**YOUR INSTRUCTIONS:** The output is to match the entries below character for character.

**EXTRACTED ENTRIES:**
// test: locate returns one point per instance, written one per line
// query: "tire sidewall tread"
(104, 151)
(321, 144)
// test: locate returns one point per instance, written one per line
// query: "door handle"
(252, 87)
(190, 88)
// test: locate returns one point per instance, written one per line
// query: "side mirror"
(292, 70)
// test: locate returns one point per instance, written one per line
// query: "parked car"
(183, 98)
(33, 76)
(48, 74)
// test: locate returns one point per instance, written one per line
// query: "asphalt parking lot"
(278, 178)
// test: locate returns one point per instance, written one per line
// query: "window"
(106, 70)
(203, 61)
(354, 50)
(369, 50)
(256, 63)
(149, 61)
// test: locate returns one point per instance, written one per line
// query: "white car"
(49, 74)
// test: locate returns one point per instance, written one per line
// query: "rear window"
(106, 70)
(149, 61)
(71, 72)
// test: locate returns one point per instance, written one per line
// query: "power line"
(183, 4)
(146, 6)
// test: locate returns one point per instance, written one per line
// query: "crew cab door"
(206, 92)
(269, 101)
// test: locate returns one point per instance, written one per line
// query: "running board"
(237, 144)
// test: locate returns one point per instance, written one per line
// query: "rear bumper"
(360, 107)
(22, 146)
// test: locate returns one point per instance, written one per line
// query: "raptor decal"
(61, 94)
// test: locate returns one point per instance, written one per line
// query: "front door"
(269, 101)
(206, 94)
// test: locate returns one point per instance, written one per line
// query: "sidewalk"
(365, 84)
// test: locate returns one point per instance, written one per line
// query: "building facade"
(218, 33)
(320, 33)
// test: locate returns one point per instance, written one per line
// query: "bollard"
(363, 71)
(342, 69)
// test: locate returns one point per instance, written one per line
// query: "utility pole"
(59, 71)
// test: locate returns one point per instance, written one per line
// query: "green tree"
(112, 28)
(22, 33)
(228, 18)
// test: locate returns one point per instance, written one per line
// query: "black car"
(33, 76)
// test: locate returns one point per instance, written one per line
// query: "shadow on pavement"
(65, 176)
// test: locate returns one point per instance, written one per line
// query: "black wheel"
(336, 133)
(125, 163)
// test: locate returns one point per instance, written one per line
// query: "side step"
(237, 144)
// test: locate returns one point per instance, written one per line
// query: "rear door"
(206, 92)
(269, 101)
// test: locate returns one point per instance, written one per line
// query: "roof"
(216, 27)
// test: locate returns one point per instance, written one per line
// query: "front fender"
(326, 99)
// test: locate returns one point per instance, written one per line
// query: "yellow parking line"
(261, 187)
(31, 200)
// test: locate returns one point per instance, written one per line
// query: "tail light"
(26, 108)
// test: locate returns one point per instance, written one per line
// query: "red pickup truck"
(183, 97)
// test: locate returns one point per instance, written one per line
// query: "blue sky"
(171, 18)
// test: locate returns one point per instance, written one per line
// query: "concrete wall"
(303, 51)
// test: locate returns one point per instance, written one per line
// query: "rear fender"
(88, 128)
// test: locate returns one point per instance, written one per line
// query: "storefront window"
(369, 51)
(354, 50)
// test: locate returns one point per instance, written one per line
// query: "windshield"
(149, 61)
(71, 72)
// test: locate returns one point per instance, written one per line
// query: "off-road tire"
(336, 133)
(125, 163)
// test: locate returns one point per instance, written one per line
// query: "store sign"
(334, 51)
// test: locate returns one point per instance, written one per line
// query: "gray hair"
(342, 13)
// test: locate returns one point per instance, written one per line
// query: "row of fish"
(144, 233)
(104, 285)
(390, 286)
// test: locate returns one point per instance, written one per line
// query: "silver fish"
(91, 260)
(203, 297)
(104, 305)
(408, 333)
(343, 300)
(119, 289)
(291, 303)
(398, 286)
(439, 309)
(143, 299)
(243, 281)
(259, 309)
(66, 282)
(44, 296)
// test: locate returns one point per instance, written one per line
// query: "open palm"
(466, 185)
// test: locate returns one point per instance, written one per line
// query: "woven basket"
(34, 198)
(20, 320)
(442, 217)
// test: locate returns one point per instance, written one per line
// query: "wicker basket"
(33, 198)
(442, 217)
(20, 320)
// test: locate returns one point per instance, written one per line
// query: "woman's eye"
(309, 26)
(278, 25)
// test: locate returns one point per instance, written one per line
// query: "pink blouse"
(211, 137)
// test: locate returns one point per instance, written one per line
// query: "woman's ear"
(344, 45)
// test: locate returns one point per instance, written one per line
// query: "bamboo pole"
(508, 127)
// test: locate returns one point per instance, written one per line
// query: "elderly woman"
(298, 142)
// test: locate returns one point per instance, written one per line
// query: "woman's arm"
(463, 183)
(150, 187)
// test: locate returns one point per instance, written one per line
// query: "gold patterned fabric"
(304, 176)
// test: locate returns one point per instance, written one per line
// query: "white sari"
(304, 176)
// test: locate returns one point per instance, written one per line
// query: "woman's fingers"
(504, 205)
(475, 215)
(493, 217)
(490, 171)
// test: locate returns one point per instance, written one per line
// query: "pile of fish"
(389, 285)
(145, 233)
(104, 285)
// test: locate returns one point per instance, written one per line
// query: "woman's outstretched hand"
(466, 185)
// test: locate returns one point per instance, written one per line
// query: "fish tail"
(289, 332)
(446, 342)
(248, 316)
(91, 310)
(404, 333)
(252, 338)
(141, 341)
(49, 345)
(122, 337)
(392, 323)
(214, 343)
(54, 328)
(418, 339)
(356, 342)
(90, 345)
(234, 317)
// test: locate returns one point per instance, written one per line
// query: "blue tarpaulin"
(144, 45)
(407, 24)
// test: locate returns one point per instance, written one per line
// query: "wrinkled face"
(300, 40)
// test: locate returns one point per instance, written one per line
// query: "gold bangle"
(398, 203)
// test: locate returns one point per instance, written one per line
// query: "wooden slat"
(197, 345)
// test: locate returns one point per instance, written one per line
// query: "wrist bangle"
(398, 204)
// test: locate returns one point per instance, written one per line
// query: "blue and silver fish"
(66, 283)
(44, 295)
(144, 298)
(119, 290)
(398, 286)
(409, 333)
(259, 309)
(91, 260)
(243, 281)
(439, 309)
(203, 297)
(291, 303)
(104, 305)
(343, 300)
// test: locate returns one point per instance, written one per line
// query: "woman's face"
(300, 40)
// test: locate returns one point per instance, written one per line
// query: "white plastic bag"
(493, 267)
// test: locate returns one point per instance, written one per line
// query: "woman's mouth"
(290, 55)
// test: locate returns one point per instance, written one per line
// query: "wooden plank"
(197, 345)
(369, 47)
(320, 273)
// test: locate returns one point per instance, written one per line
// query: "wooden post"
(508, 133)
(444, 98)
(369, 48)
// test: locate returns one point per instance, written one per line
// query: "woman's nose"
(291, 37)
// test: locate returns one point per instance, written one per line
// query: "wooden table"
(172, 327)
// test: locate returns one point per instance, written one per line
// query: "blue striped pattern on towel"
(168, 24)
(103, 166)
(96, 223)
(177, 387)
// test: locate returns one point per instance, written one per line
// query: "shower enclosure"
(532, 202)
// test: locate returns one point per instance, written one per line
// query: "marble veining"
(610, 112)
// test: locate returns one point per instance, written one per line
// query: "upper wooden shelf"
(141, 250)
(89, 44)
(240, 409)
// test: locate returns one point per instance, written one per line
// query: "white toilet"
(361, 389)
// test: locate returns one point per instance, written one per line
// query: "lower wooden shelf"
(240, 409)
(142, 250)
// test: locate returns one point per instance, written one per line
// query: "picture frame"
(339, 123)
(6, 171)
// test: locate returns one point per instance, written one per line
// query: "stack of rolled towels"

**ANSWER AREA:**
// test: locate returns one point per instance, written one per line
// query: "tire sidewall tread"
(104, 151)
(321, 144)
// test: locate returns one point per instance, written one per line
// query: "door handle"
(252, 87)
(190, 88)
// test: locate returns one point per instance, written one per line
// query: "side mirror"
(292, 70)
// test: locate returns one point per instance, written one per line
// query: "parked car"
(183, 98)
(33, 76)
(48, 74)
// test: locate returns one point per instance, written one per line
// query: "asphalt parking lot"
(278, 178)
// test: locate returns one point per instance, written one per line
// query: "window"
(106, 70)
(203, 61)
(354, 50)
(369, 50)
(256, 63)
(149, 61)
// test: locate returns one point per instance, written one per line
// query: "white car"
(49, 74)
// test: locate returns one point per instance, written one per line
// query: "rear window"
(106, 70)
(149, 61)
(71, 72)
// test: locate returns one point per instance, written one per line
// query: "power line"
(183, 4)
(146, 6)
// test: locate returns one point per instance, written one per line
// query: "crew cab door"
(206, 92)
(269, 101)
// test: locate returns one point per instance, written one per line
// query: "running board"
(237, 144)
// test: locate returns one point per instance, written one per line
// query: "rear bumper"
(360, 107)
(22, 146)
// test: locate returns one point per instance, written one per line
// query: "raptor decal"
(61, 94)
// test: locate returns one point per instance, written one per line
// query: "front door"
(269, 101)
(206, 94)
// test: locate returns one point per instance, written one per line
// query: "sidewalk"
(365, 84)
// test: locate returns one point per instance, written one per line
// query: "building facade"
(218, 33)
(320, 33)
// test: locate returns one point per instance, written one per line
// query: "bollard"
(363, 71)
(342, 69)
// test: locate returns one point per instance, written one per line
// query: "utility pole"
(59, 71)
// test: locate returns one point per instance, written one per line
// query: "green tree"
(112, 28)
(22, 33)
(228, 18)
// test: locate returns one point per instance, written one per line
// query: "black car"
(33, 76)
// test: locate returns one point per instance, written one per line
// query: "shadow on pavement"
(65, 176)
// test: locate returns one point per instance, written one per line
// query: "black wheel"
(336, 133)
(125, 163)
// test: locate returns one point per instance, written one per line
// query: "side step"
(237, 144)
// test: locate returns one point per instance, written one per line
// query: "rear door"
(206, 92)
(269, 101)
// test: locate returns one point per instance, written one per line
// query: "roof"
(216, 27)
// test: locate returns one point per instance, written one per line
// query: "front fender"
(326, 99)
// test: locate returns one point per instance, written one per line
// query: "yellow parking line"
(261, 187)
(31, 200)
// test: locate returns one point per instance, written one per line
// query: "tail light"
(26, 108)
// test: locate returns one point per instance, written one per line
// query: "red pickup truck"
(183, 97)
// test: locate returns one point per instance, written one per line
// query: "blue sky"
(171, 18)
// test: locate returns one point per instance, written one per line
// query: "concrete wall"
(303, 51)
// test: locate returns one point per instance, written one per line
// query: "rear fender"
(88, 128)
// test: locate returns one point per instance, written one per line
// query: "storefront window"
(369, 51)
(354, 50)
// test: locate returns one point per instance, written one per line
// query: "windshield"
(149, 61)
(71, 72)
// test: locate returns one point per instance, written one per line
// query: "off-road tire"
(336, 133)
(125, 163)
// test: locate returns one point per instance, written one per line
// query: "store sign"
(334, 51)
// test: locate returns one point per instance, written one per line
// query: "gray hair"
(342, 13)
// test: locate returns one point per instance, written one per line
// query: "row of fish"
(144, 233)
(104, 285)
(390, 286)
// test: locate returns one point per instance, written one per line
// query: "silver fish"
(91, 260)
(203, 297)
(104, 305)
(408, 333)
(343, 300)
(119, 289)
(291, 303)
(398, 286)
(439, 309)
(143, 299)
(243, 281)
(259, 309)
(66, 282)
(44, 296)
// test: locate returns one point per instance, written one per line
// query: "open palm"
(466, 185)
// test: locate returns one point per instance, written one per line
// query: "woven basket"
(34, 198)
(20, 320)
(442, 217)
// test: locate returns one point per instance, written one per line
// query: "wicker basket"
(33, 198)
(442, 217)
(20, 320)
// test: locate returns one point per instance, written one per line
// query: "woman's eye"
(309, 26)
(278, 25)
// test: locate returns one point per instance, written one per line
// query: "pink blouse"
(211, 137)
// test: locate returns one point per instance, written one per line
// query: "woman's ear"
(344, 45)
// test: locate returns one point per instance, written one per line
// query: "bamboo pole"
(508, 127)
// test: locate returns one point per instance, written one per line
// query: "elderly woman"
(298, 142)
// test: locate returns one point per instance, written one per line
// query: "woman's arm"
(463, 183)
(150, 187)
// test: locate returns one point per instance, written one per line
// query: "gold patterned fabric"
(304, 176)
// test: locate returns one point per instance, written one per line
// query: "white sari"
(304, 176)
// test: locate returns one point per instance, written one per line
// query: "woman's fingers"
(504, 205)
(475, 215)
(493, 217)
(490, 171)
// test: locate returns one point per instance, written one per line
// query: "pile of fish"
(389, 285)
(145, 233)
(104, 285)
// test: locate returns one point per instance, written one per line
// query: "woman's outstretched hand"
(466, 185)
// test: locate returns one point per instance, written one per line
// query: "fish tail"
(289, 332)
(446, 342)
(248, 316)
(91, 310)
(404, 333)
(252, 338)
(141, 341)
(49, 345)
(122, 337)
(392, 323)
(214, 343)
(54, 328)
(418, 339)
(356, 342)
(90, 345)
(234, 317)
// test: locate returns one point per instance, written one per line
// query: "blue tarpaulin"
(144, 45)
(407, 24)
// test: locate returns one point per instance, written one per line
// query: "wrinkled face"
(300, 40)
// test: locate returns one point per instance, written one per line
// query: "gold bangle"
(398, 203)
// test: locate returns one point per instance, written one per line
// query: "wooden slat"
(197, 345)
// test: locate returns one point per instance, written one per line
// query: "wrist bangle"
(398, 204)
// test: locate returns one point per instance, written one per line
// query: "blue and silver fish"
(66, 283)
(44, 295)
(144, 298)
(119, 290)
(398, 286)
(409, 333)
(259, 309)
(91, 260)
(243, 281)
(439, 309)
(203, 297)
(291, 303)
(104, 305)
(343, 300)
// test: locate returns one point per instance, written one per line
// query: "woman's face"
(300, 40)
// test: locate returns one point per instance, written one per line
// query: "white plastic bag"
(493, 267)
// test: locate returns one point per instance, written one per line
// query: "woman's mouth"
(290, 55)
// test: locate returns one point per instance, written one per line
// query: "wooden plank"
(197, 345)
(369, 47)
(320, 273)
// test: locate returns one point per instance, written one per line
// query: "wooden post"
(508, 133)
(444, 98)
(369, 48)
// test: locate returns one point per instance, written one per line
// query: "woman's nose"
(291, 37)
// test: locate returns one point per instance, written one per line
// query: "wooden table"
(172, 327)
// test: locate returns one point per instance, written one per line
// query: "blue striped pattern on towel"
(168, 24)
(103, 166)
(96, 223)
(177, 387)
// test: locate returns one point per instance, written one per line
// query: "shower enclosure"
(532, 202)
// test: locate returns one point per instance, written one per line
// query: "marble veining"
(610, 112)
// test: locate returns one point per instance, written one per line
// query: "upper wooden shelf"
(141, 250)
(89, 44)
(240, 409)
// test: locate returns one point per instance, written one per line
// query: "white toilet"
(361, 389)
// test: locate returns one point per instance, written one per line
// query: "lower wooden shelf"
(240, 409)
(142, 250)
// test: locate returns one point per instance, written one per line
// query: "picture frame"
(339, 123)
(6, 171)
// test: locate returns one point per instance, written one per line
// query: "stack of rolled towels"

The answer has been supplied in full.